Set down each of the rows below word for word, with the pictures left out.

_ _ _ _ _

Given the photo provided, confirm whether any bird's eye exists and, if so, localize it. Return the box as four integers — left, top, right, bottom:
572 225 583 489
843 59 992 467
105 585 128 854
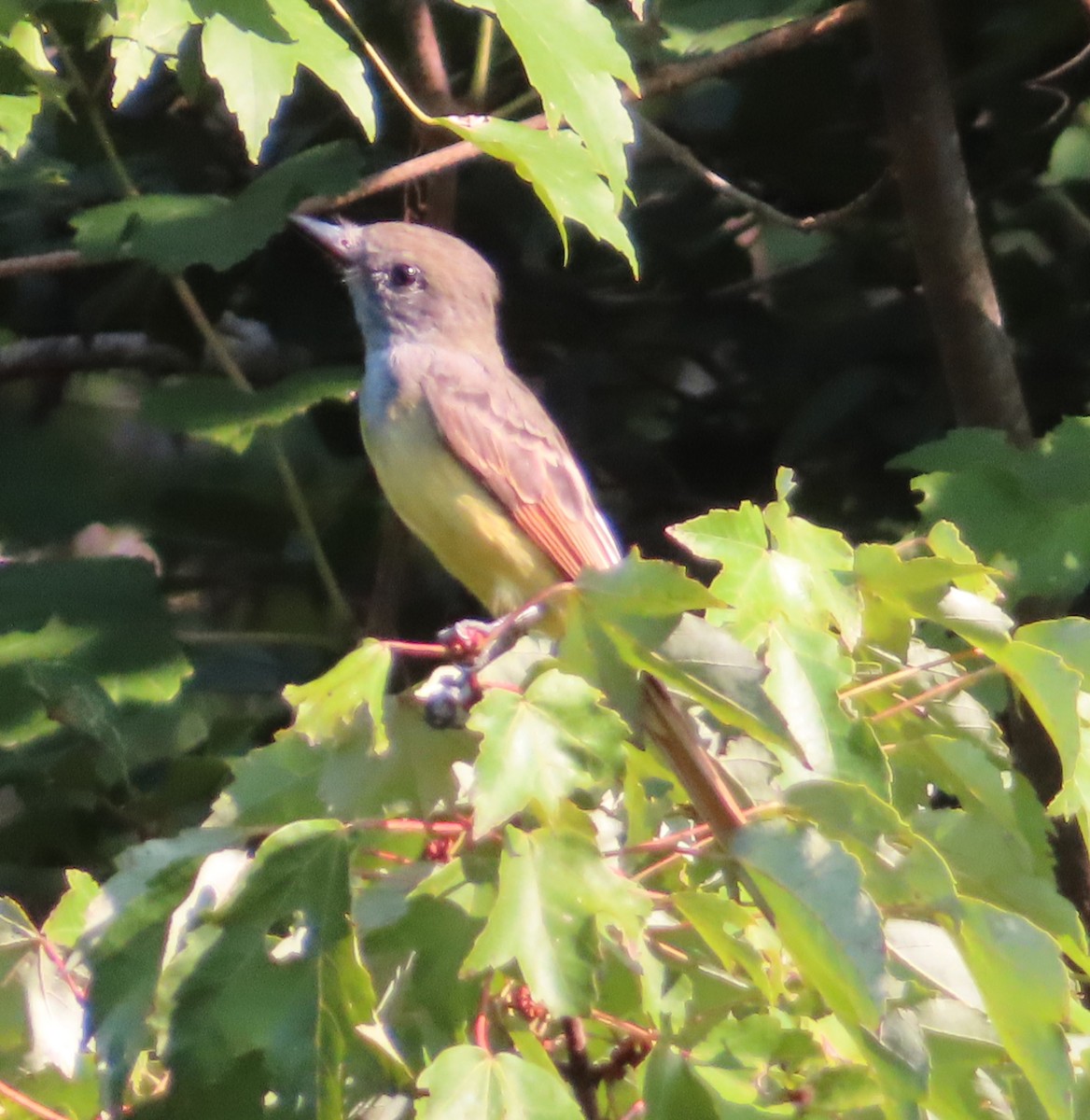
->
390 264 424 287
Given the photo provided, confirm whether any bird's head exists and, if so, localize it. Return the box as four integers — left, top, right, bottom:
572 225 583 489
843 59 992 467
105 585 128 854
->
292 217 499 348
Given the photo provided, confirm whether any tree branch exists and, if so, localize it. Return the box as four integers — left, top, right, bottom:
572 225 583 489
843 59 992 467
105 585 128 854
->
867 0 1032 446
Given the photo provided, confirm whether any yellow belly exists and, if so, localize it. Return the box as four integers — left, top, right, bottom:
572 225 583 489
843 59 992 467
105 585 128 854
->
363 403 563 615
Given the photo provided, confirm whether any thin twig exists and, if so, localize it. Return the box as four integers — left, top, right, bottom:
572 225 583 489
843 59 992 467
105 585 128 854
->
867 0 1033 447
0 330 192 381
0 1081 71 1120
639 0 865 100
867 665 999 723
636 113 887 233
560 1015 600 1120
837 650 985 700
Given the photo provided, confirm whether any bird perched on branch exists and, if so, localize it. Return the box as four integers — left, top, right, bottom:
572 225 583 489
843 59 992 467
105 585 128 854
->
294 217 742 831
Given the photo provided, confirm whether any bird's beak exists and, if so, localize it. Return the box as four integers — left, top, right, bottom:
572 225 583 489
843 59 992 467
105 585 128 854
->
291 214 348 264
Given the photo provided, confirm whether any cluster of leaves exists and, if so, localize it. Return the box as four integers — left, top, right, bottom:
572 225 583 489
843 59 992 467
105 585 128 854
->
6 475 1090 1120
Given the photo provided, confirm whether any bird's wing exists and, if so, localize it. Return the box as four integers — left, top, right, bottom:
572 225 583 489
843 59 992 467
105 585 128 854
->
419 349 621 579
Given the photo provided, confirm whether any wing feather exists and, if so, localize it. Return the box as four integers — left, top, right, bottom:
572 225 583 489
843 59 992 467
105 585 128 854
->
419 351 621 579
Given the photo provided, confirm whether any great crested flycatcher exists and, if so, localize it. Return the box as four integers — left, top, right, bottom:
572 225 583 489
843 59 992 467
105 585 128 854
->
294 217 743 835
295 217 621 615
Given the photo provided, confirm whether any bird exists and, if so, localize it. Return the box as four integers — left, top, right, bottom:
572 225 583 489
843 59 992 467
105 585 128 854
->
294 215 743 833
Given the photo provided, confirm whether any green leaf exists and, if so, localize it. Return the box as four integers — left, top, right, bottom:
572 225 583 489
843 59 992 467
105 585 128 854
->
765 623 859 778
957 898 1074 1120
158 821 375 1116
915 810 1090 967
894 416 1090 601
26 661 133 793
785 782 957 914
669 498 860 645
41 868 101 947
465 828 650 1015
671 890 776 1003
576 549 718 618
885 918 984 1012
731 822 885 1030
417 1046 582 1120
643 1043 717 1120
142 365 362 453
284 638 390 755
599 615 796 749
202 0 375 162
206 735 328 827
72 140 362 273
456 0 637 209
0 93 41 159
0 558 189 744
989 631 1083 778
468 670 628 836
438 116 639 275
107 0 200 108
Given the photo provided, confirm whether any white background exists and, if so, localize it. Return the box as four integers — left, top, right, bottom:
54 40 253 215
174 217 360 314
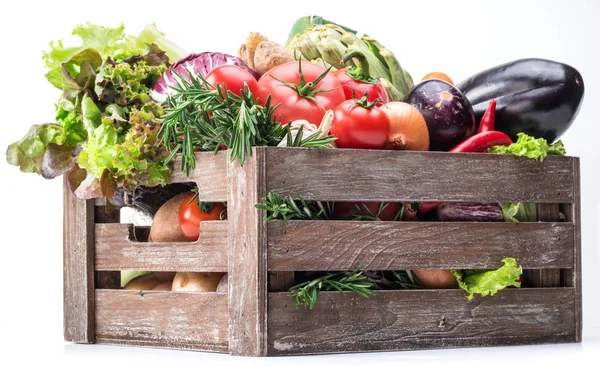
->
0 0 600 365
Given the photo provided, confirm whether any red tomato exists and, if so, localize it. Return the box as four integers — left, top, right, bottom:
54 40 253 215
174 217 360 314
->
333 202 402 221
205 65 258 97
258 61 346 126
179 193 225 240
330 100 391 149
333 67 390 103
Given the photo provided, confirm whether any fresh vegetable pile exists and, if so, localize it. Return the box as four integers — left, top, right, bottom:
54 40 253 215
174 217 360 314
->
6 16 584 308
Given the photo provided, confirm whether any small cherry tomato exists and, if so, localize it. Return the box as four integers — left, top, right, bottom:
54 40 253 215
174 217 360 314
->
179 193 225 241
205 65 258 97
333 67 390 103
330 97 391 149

_ _ _ _ _

Worked answer:
Given the photo provided, confirm whether any bird's eye exists and, if so, localize it. Return the box as four integers — left, top, right, bottom:
572 225 583 489
843 59 992 467
105 585 128 854
->
390 264 424 287
Given the photo provided, confirm whether any bird's head exists and, if so, localize it. Return the box as four integers — left, top, right, bottom:
572 225 583 489
843 59 992 467
105 585 128 854
->
292 217 499 348
Given the photo provided, confirm whether any tree branch exists and, if so, localize it. Return the box as four integers — left, top, right, bottom:
572 225 583 489
843 59 992 467
105 585 128 854
->
867 0 1032 446
Given the photo provided, confirm whether any yellow belly exists and, if so, localize it. Return the box as four integers — left, top, right, bottom:
572 225 583 489
843 59 992 467
105 585 128 854
->
363 403 563 615
Given the photo provided, confirm whether any thin twig exists and, if so, localize it. Return the box as four integers — left, top, right, bottom:
572 225 583 489
843 59 992 467
105 585 128 854
->
867 0 1033 447
0 330 192 381
0 1081 71 1120
639 0 865 100
867 665 999 723
636 113 887 233
560 1015 600 1120
837 650 985 700
Given the photo provided, confirm whether any bird perched on branch exists and, if so, localize it. Return the box as four integers — left, top, right, bottom:
572 225 583 489
843 59 992 467
105 585 128 854
->
294 217 742 831
Given the photo provided, confirm whether any bird's beak exists and, if so, localize it. Return the box as four integers — left, top, right, bottom:
572 225 583 489
843 59 992 467
105 585 128 854
->
291 214 348 264
Given the photo provided, confirm whether any cluster of leaves exists and, if so, localize it. Return the box as four integers — left, top, right, bottom:
572 225 583 489
843 59 992 467
105 585 128 854
->
6 475 1090 1120
Given the photo provided, confirm whether any bird's wing exists and, if so, localize it. Return the box as four integers — left, top, right, bottom:
572 225 583 489
843 59 992 467
105 585 128 854
->
419 349 621 579
Given the photo provided, confirm whether any wing feather exists and, if so, localize it. Return the box as four integers — left, top, right, bottom:
572 225 583 489
843 59 992 467
105 585 128 854
->
419 351 621 579
Given the photo provided, confirm whether any great crested flycatcher exists and, if so, localize it. Return the box as four integers — left, top, right, bottom:
572 225 583 489
843 59 992 467
105 585 128 854
->
294 217 743 835
295 217 621 615
Given the photo provided, confirm whether any bird exists and, if so, localize it. Return the box as four integers — left, top, right, bottom:
572 225 583 489
843 59 992 467
105 585 128 854
->
294 215 743 833
Given the photo provided, confirm whether any green leaf exists and, if so, localize it. Return the box as four integers — left, top, right, bottom:
572 225 583 489
843 59 992 467
105 585 128 854
->
765 623 859 778
957 898 1074 1120
158 821 375 1116
915 810 1090 967
894 416 1090 601
26 661 133 793
785 782 957 914
669 498 860 645
41 868 101 947
465 828 650 1015
671 890 776 1003
576 549 718 618
885 918 984 1012
731 822 885 1030
417 1046 582 1120
643 1043 717 1120
142 365 362 453
284 638 390 755
599 615 796 749
202 0 375 162
206 735 328 827
72 140 362 273
456 0 637 209
0 93 41 159
0 558 189 744
989 631 1083 778
468 670 628 836
438 116 639 275
107 0 200 108
Given the photo provided, confirm whether any white background exists and, if so, localize it. Return the box as four integers — left, top, right, bottom:
54 40 253 215
174 217 360 314
->
0 0 600 365
Given the photo provided, confirm whether any red tomato exists and, if so, localize it. Return the box as four integers — left, top, right, bottom:
54 40 253 215
174 217 360 314
->
333 202 402 221
205 65 258 97
258 61 346 126
179 193 225 240
330 100 391 149
333 67 390 103
Given the photo provided, confirm whether any fresh vegetable pile exists and, if so, localize it. Return the box as four integers — left, top, right, bottom:
54 40 253 215
174 217 360 314
->
6 16 584 308
Given the photo provided, confirm whether any small cherry tomato exists and, if so, localize it. Return the box as four integers — left, top, right, bottom:
54 40 253 215
174 217 360 314
->
179 193 225 241
205 65 258 97
333 67 390 103
330 97 391 149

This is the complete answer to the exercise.